*Entries provided*
•••

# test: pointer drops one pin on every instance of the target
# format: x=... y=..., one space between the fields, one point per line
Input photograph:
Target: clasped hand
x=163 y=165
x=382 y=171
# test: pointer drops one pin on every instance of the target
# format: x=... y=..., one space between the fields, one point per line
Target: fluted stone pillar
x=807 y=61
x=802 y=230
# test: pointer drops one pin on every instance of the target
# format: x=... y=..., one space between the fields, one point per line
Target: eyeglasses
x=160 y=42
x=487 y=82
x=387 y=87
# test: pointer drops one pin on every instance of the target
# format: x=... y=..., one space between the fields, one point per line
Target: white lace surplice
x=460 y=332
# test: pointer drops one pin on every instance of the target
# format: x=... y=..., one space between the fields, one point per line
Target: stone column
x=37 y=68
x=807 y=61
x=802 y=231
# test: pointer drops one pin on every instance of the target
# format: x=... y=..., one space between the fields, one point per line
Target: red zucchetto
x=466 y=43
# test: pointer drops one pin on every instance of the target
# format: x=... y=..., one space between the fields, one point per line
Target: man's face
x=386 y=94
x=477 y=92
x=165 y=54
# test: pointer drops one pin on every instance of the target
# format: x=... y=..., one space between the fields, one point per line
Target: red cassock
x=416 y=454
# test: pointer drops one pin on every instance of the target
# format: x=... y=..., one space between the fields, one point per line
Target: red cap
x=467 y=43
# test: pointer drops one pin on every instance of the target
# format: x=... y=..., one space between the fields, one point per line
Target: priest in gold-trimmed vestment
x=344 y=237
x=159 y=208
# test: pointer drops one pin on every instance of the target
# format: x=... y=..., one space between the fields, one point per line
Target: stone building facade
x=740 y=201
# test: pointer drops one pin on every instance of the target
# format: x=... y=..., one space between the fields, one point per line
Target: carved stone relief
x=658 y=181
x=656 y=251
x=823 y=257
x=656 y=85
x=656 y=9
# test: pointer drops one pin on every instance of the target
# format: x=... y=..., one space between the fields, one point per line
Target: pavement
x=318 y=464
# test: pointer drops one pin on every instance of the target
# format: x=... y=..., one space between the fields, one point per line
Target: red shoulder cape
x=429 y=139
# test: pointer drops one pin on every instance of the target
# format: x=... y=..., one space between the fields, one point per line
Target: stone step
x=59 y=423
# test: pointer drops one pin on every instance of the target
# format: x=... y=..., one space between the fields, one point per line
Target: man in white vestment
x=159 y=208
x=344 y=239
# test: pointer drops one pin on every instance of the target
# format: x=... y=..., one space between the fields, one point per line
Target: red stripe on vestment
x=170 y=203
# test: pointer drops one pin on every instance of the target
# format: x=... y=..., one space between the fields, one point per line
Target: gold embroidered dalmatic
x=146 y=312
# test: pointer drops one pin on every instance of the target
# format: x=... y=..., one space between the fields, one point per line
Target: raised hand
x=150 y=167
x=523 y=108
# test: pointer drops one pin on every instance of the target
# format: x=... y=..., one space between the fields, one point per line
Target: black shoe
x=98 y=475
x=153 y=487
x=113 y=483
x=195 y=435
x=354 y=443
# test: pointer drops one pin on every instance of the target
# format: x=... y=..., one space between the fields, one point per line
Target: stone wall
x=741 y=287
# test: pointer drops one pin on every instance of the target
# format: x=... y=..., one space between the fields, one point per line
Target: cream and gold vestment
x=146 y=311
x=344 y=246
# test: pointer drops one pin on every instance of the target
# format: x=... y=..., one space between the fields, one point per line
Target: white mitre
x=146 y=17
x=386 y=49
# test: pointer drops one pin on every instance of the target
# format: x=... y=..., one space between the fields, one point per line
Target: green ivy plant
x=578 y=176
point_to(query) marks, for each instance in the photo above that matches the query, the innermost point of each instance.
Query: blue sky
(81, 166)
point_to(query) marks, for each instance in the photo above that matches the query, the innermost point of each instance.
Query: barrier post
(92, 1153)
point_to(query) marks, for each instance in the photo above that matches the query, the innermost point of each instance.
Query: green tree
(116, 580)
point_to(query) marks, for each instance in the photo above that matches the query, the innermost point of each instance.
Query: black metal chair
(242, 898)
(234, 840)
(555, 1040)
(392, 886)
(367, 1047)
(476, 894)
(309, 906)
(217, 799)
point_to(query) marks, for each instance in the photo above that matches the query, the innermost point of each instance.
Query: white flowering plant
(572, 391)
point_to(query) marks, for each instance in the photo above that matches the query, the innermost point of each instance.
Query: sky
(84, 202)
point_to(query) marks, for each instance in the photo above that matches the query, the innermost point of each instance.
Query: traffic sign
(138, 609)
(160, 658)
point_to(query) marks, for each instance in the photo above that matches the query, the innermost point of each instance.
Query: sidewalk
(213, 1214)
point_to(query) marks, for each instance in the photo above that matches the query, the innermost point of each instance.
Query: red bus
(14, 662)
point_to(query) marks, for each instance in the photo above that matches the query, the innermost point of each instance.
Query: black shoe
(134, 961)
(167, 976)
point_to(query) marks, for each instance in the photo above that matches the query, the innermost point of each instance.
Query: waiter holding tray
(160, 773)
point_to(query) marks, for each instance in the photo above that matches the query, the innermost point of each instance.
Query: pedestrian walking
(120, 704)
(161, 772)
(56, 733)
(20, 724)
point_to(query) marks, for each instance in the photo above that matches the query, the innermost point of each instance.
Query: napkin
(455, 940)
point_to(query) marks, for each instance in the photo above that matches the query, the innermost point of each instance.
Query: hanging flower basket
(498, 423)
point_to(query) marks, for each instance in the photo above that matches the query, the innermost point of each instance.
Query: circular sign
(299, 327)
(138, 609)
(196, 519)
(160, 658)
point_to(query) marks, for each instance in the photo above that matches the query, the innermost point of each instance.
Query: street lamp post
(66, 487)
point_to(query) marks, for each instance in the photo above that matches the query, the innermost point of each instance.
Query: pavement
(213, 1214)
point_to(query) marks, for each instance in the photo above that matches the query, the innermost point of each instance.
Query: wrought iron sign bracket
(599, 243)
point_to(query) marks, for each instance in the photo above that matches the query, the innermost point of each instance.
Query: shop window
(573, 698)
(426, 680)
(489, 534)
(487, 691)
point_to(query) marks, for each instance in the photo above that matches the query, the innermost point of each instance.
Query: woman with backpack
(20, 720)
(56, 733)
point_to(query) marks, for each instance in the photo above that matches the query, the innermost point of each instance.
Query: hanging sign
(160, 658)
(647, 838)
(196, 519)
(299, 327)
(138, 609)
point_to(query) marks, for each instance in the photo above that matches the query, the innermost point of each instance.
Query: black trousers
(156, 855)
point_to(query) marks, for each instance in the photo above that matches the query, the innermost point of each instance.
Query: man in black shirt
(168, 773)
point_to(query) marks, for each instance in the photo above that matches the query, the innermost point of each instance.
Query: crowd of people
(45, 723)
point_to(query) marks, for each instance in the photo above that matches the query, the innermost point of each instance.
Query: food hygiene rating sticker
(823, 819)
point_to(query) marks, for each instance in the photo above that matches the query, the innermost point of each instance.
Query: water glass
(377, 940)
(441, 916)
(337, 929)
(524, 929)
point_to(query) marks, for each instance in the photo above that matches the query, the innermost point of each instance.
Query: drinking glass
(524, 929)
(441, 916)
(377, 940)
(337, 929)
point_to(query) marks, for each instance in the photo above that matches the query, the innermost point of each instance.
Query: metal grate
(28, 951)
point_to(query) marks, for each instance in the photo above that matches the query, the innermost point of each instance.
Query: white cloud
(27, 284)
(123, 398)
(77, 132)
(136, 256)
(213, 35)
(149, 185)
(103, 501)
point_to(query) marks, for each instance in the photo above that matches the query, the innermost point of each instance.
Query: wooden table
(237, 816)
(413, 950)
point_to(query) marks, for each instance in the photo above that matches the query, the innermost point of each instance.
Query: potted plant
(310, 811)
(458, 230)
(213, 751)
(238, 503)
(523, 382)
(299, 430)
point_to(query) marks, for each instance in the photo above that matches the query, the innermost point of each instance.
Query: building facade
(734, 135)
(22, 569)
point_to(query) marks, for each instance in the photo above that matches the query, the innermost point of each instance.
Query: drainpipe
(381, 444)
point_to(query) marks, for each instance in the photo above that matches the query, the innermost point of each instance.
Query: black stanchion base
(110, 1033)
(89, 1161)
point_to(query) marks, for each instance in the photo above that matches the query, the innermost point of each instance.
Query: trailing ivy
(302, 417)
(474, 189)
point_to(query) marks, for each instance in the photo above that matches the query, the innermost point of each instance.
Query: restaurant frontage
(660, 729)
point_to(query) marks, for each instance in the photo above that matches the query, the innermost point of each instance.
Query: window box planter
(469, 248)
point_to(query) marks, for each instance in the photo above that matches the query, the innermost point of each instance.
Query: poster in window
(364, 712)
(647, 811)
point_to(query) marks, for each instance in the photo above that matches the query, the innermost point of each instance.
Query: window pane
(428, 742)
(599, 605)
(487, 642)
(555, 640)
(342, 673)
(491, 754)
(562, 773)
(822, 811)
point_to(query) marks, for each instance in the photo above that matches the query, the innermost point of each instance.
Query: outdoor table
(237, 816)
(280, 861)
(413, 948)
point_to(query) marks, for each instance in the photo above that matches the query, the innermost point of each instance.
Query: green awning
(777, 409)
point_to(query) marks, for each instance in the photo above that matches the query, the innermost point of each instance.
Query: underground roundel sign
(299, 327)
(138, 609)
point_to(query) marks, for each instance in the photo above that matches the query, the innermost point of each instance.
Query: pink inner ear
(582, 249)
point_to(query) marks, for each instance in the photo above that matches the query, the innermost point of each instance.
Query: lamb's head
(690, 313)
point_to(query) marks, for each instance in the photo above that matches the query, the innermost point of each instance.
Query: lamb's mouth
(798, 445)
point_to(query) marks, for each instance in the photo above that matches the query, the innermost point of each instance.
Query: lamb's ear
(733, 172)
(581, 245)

•••

*Work to do*
Identify every line in the entries above that contains the word "hand", matching case exactly, and copy each of those lines.

*Response to the exercise*
Target: clasped hand
Target: raised hand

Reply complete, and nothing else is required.